Beide haben mich übrigens ausdrücklich gebeten, unsere Haltung bei diesen Wahlen noch mal zu unterstreichen. Das ist nämlich die gleiche Haltung, die wir in den vergangenen Jahren gezeigt haben. Nämlich die Haltung, dass wir bei diesen beiden Landtagswahlen bereit sind, auch Verantwortung zu übernehmen. Aber nicht um jeden Preis. Wenn es möglich ist, zu gestalten, in Hessen und in Bayern, und Politikwechsel zu erreichen, dann wird die FDP das tun. Und wenn es nicht möglich ist, dann werden wir unsere Glaubwürdigkeit ein weiteres Mal dokumentieren, in dem wir die Oppositionsrolle annehmen. Auch das würde unsere Position in der politischen Landschaft stärken.
· · · · · · ·
- **Aufgabe 1**:
Beantworten Sie die folgenden Fragen zum Auszug über die Haltung der FDP bei den Landtagswahlen.
(a) In welchen beiden Ländern finden die genannten Landtagswahlen statt?
(b) Seit wann zeigt die FDP laut dem Auszug diese Haltung?
(c) Was wird die FDP tun, wenn es nicht möglich ist zu gestalten?
- **Aufgabe 2**: Führen Sie den Auszug über die Haltung der FDP bei den Landtagswahlen nach seinem letzten Satz weiter.

- **Angezeigte Daten**:
· · · · · · ·
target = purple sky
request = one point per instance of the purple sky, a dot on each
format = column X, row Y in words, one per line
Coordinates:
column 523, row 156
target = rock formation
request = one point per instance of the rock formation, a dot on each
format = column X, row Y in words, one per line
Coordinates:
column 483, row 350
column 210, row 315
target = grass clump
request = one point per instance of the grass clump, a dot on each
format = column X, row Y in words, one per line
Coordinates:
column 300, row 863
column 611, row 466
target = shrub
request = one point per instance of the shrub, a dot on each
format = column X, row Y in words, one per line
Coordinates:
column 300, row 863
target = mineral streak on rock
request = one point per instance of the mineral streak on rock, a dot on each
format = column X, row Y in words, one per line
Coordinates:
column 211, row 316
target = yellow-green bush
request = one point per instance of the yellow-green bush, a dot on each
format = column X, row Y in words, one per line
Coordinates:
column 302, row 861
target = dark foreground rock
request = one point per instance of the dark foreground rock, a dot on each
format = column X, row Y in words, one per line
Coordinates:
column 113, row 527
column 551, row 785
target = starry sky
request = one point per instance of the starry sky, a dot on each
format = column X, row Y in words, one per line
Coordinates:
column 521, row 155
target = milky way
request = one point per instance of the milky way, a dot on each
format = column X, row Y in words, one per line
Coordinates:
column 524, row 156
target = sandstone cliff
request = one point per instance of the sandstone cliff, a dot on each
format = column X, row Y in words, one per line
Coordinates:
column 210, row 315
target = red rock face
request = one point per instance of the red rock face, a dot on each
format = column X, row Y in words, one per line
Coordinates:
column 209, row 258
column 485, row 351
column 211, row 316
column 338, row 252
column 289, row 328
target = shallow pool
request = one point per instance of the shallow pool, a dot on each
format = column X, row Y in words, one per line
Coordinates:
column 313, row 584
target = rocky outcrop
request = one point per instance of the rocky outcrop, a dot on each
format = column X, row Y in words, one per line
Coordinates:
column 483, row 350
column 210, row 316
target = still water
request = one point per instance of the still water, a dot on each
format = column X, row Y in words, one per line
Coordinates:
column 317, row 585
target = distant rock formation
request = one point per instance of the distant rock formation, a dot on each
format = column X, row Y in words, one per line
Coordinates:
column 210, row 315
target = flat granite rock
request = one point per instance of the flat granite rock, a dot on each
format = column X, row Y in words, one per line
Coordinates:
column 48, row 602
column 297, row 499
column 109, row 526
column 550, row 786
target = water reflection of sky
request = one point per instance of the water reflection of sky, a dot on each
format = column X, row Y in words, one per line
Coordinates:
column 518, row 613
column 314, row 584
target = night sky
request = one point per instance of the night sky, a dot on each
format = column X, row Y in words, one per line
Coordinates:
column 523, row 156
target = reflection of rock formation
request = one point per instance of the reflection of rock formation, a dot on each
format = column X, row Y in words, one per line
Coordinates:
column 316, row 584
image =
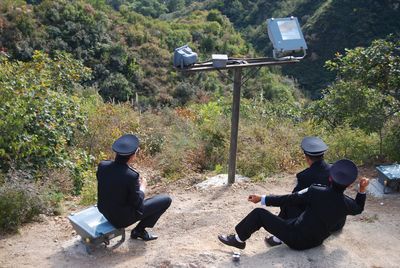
· · · · · · ·
- **Antwort 1**:
(a) In Hessen und in Bayern.
(b) In den vergangenen Jahren.
(c) Sie wird die Oppositionsrolle annehmen und damit ihre Glaubwürdigkeit ein weiteres Mal dokumentieren.

- **Antwort 2**:
Und zum anderen arbeiten wir an einer neuen Konstellation für die „Neue Generation Deutschland“, durch unsere Facharbeit im Deutschen Bundestag. Mit der man natürlich die Mitbewerber auch zu einer fachlichen Auseinandersetzung zwingen kann. Es wird immer gesagt, ja, in der Opposition kann man überhaupt gar nichts bewegen. Während der Zeit unserer außerparlamentarischen Opposition, Nicola Beer hat es gesagt, haben wir der Digitalisierung Priorität gegeben. Wir haben Positionen bezogen. Und haben Zielgruppen angesprochen und hatten am Ende von allen Parteien den höchsten Kompetenzwert bei dieser Zukunftsfrage Digitalisierung als außerparlamentarischer Opposition und im Ergebnis haben unsere geschätzten Mitbewerber ebenfalls die Priorität für dieses Thema erkannt. Man kann also aus der Oppositionsrolle heraus gestalten. Wer das verneint, der verneint die Kraft des besseren Arguments und er drückt eine Geringschätzung gegenüber dem Parlamentarismus aus. Also das werden wir jetzt tun. Wir haben damit begonnen.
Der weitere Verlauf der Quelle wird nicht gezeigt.